**Task to carry out**.
How many lines in the entries below include the string "Every"? Answer with the number only.

**Material shown**.

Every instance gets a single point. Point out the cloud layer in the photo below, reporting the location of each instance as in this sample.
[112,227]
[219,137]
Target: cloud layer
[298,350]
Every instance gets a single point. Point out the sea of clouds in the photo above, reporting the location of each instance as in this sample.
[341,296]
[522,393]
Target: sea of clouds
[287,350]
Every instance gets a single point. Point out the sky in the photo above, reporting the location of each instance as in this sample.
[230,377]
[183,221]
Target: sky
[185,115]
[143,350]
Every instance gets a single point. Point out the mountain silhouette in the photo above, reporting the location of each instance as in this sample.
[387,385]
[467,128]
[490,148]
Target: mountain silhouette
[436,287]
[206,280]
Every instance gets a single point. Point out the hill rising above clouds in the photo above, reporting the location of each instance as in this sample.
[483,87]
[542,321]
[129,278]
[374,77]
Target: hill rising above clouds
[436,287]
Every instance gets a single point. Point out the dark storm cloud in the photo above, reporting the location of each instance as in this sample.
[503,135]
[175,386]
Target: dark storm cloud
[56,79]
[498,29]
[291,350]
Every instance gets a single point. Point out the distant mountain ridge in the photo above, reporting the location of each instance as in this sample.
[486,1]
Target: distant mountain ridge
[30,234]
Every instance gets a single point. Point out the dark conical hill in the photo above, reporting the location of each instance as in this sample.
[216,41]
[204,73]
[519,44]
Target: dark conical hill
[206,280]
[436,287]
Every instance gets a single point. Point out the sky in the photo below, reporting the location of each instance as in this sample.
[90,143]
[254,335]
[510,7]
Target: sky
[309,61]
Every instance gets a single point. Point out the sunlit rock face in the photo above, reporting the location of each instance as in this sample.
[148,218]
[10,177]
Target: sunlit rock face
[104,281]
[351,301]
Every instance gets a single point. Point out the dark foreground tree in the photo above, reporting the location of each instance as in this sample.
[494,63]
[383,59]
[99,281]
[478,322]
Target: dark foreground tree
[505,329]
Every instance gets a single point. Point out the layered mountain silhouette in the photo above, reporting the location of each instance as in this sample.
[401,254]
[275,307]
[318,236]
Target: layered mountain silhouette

**Answer to the problem**.
12